**EXCERPT TO READ**
== Segment start ==
And yes I agree that it would be ridiculous to say that the racial differences in IQ are due to differences in effort. The effect of effort is fairly small, so you would need a humongous difference in effort to cause it. The problem is that HBDers do not separate this question from the question of whether effort affects IQ scores, and so they say stupid things like that effort doesn't matter for IQ in order to protect the notion of race differences, when really the obvious answer should be "yes, effort matters but it doesn't explain race differences".

(and, well, whatever happens with low-stakes online IQ testing, people try «as hard as they can» in contexts relevant for long-term life outcomes or even on serious IQ tests).

I don't believe that. I often didn't try as hard as I physically could on exams. For instance once I was done with exams I might leave earlier if allowed instead of checking over my answers for errors, where of course if I had checked over my answers I would inevitably have found some errors and thereby increased my scores. I also never really prepared for exams ahead of time.

Now to be clear, the faults of HBDers are not big. [...] Your two examples aren't damning.

Your triumphant post on the environmental null hypothesis is… inconclusive, since it doesn't bother comparing models following from theories on their predictive merits (and also other twins and pedigree schemes). You can't just «call» ENH like you so often do on Twitter, and certainly can't just assume that nobody accounts for measurement error, that all causal effects will generate genetic correlations, and thus that the usual HBDer touting of gen correlations/gen confounding is invalid.

First, it's phenotypic null hypothesis, not environmental null hypothesis, i.e. if someone is smarter due to having a bigger brain and this bigger brain makes them do better in exams and therefore get more education, then that would be weird to call "environmental"

Secondly, while I can't assume that nobody accounts for measurement error, I can assume that the overwhelming proportion of studies don't account for measurement error, because I've seen that they don't. For an example in the case of personality, see how this shows almost all twin studies on the heritability of personality to be wrong: https://emilkirkegaard.dk/en/2017/02/getting-personality-right/

And I can totally assume that causal effects between individual difference variables generate genetic correlations between them (as long as they are heritable, but remember, everything is heritable). I gave you the theory and a simulation for why; if you disagree then show me a hypothetical counterexample where there is a causal effect but no induced genetic correlation. This is where I really consider it a big, damning fault, because this is really basic stuff.

A failure to understand the phenotypic null hypothesis is the same tier of error as an environmentalist who assumes that any difference in outcomes must prove that there is racial discrimination. No! Racial differences in abilities also predict racial differences in outcomes. Similarly, nonbiologically mediated/moderated causation predicts heritability and genetic correlations too, not as any sort of bias or measurement error or anything, but simply from the definition of what heritability is. If you don't accept this then you are not seriously engaging in the debate and no better than the environmentalists.

Now it's perfectly reasonable to raise questions about genetic confounding. It's just idiotic/dishonest/??? to say that genetic correlations prove genetic confounding.

Take any actually published model emphasizing environment (i.e. an X factor creating race differences – I mean, okay, the gay-bullying-mental illness stuff at least proposes a half-legible causal pathway), and subject it to scrutiny next to a genetics-first one – most likely, it'll fall apart first.

I am not bringing up the phenotypic null hypothesis as being a debunking of the HBD view on racial differences in intelligence. I agree that it doesn't debunk the HBD view on racial differences in intelligence.

I am bringing it up as a basic fact about heritability how heritability works that HBDers fail to understand/fail to engage with.
== Segment end ==
**DATASET ENTRIES**
== Segment start ==
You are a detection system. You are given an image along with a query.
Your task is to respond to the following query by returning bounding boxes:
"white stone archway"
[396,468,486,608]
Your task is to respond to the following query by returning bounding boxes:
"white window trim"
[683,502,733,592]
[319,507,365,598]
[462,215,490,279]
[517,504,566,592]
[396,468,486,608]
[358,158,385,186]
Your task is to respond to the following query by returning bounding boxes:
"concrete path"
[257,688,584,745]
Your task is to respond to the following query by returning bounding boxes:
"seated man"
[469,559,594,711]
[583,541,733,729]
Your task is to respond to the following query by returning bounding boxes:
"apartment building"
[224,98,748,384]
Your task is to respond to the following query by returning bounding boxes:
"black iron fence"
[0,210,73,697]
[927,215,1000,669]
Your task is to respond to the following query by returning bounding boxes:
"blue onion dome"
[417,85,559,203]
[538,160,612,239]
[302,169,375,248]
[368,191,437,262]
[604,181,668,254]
== Segment end ==
== Segment start ==
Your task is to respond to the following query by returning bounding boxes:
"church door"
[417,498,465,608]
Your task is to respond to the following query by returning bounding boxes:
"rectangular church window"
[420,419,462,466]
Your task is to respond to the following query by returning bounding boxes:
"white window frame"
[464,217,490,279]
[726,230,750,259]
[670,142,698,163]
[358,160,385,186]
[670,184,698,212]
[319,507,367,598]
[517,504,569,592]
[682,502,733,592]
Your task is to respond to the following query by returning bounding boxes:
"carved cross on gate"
== Segment end ==
**GOAL OF THE EXERCISE**
Copy the passage on heritability from "A failure to" to "prove genetic confounding.", substituting "genetic causation" for "genetic confounding" wherever it appears. The rows are their own material and have nothing to do with the passage on heritability.

**EXERCISE RESULT**
A failure to understand the phenotypic null hypothesis is the same tier of error as an environmentalist who assumes that any difference in outcomes must prove that there is racial discrimination. No! Racial differences in abilities also predict racial differences in outcomes. Similarly, nonbiologically mediated/moderated causation predicts heritability and genetic correlations too, not as any sort of bias or measurement error or anything, but simply from the definition of what heritability is. If you don't accept this then you are not seriously engaging in the debate and no better than the environmentalists.

Now it's perfectly reasonable to raise questions about genetic causation. It's just idiotic/dishonest/??? to say that genetic correlations prove genetic causation.